▶ **CONSIGNE**: Dans le passage sur les terrasses à Paris, combien de places a maintenant l'établissement de la rue Saint-Denis grâce à l'extension ?

▶ **PASSAGE CHOISI**:
******

"On se réapproprie Paris". À 22h45, rue Saint-Denis, Pierre trinque joyeusement avec son groupe d'amis installé sur le trottoir face au bar. Comme beaucoup de fêtards, l'extension des terrasses, autorisée jusqu'à la fin septembre par la mairie de Paris pour aider bars et restaurants à compenser une partie de leurs pertes liées à la crise du coronavirus, fait son bonheur. Elle fait aussi celui du gérant de l'établissement qui, d'une trentaine de places, est passé à 70. "On n'a pas travaillé pendant trois mois", rappelle le responsable. Et le loyer à payer, lui, ne s'est pas arrêté. Avec l'extension des terrasses, "on travaille plus et c'est très important pour nous. Voilà, on dit 'merci Anne Hidalgo' !"

******

▶ **DONNÉES EXTRAITES**:
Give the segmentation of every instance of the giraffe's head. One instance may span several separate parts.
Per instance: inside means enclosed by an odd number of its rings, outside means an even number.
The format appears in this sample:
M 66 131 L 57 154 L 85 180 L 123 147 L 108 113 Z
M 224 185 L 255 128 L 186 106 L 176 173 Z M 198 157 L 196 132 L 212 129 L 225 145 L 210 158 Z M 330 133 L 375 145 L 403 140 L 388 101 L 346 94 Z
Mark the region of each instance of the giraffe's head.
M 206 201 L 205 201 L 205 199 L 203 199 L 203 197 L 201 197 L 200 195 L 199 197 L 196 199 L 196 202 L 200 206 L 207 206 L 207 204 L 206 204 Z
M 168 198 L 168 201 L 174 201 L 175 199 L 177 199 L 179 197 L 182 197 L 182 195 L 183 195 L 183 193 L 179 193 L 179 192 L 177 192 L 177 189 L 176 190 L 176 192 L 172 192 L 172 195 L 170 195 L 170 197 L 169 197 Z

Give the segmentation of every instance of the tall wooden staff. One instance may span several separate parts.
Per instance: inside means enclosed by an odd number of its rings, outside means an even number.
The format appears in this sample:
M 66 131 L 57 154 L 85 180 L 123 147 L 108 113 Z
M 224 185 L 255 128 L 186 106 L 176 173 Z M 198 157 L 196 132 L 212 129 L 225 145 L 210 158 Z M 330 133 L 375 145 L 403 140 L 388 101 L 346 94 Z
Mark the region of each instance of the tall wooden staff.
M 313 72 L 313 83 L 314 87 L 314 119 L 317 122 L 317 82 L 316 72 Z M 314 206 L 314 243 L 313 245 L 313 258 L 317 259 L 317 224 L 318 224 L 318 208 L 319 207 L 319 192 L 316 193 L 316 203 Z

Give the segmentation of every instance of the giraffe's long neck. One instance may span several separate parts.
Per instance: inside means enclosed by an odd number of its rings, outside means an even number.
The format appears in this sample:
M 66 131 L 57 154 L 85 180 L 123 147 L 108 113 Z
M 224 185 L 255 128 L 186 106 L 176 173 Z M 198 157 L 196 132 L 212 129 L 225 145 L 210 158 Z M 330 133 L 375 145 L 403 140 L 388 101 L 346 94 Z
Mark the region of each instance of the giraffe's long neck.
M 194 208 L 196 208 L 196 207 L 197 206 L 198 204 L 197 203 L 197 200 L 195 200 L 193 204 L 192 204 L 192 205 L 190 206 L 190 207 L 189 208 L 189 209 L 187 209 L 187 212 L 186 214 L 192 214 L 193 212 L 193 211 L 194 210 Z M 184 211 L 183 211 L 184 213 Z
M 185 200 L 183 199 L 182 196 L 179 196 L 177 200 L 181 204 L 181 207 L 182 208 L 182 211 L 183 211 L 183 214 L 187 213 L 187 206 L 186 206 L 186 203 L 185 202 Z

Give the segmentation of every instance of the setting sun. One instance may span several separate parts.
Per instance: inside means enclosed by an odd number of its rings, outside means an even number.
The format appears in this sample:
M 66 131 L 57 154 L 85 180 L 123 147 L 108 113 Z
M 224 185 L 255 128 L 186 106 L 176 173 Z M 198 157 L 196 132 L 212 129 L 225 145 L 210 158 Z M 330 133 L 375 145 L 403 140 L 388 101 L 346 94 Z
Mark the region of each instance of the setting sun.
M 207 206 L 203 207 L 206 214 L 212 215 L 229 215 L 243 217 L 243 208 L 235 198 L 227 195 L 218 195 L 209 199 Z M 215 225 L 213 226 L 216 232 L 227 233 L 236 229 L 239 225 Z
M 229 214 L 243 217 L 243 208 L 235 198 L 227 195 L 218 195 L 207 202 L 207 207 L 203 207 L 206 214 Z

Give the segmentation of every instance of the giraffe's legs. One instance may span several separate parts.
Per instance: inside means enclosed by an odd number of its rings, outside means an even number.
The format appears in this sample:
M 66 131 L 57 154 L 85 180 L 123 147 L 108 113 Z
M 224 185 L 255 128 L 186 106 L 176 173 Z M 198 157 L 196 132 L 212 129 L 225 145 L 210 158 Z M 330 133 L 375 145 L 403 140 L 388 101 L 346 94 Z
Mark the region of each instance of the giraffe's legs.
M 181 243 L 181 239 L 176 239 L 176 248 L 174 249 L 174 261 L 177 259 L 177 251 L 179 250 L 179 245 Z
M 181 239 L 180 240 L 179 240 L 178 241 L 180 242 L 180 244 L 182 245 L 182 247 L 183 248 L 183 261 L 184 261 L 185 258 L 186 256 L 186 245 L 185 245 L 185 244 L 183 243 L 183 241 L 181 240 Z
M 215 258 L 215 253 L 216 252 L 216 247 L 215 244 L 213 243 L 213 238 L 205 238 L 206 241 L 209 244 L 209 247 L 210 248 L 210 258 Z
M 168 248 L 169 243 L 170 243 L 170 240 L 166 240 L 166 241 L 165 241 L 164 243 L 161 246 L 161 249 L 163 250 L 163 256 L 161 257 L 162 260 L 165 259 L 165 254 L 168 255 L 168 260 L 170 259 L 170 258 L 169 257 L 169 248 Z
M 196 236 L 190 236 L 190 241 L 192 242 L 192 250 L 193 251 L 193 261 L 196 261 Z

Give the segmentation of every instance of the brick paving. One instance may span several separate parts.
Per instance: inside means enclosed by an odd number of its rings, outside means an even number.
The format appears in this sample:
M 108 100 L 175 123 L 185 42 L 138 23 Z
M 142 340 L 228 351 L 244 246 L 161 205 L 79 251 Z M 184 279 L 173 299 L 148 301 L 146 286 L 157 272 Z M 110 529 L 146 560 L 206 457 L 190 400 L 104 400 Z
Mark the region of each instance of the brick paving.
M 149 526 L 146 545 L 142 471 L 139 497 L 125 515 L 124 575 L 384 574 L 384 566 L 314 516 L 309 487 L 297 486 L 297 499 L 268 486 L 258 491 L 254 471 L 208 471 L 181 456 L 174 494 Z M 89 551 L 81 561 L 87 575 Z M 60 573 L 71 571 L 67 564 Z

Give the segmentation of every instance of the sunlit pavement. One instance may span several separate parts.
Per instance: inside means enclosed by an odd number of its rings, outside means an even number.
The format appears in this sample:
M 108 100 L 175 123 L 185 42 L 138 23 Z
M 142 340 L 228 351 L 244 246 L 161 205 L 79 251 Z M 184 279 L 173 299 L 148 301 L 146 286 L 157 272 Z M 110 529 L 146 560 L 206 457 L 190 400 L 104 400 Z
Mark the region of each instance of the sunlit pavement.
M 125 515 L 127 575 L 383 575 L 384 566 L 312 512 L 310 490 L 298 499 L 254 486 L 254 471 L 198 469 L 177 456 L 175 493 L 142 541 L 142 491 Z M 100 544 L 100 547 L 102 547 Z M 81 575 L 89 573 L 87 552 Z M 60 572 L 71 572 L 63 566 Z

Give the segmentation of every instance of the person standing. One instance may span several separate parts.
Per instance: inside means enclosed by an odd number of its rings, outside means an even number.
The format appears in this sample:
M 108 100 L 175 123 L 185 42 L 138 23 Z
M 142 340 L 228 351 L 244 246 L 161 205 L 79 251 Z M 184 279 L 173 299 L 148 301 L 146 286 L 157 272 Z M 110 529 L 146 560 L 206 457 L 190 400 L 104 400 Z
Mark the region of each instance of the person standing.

******

▶ **RÉPONSE ATTENDUE**: Il est passé d'une trentaine de places à 70.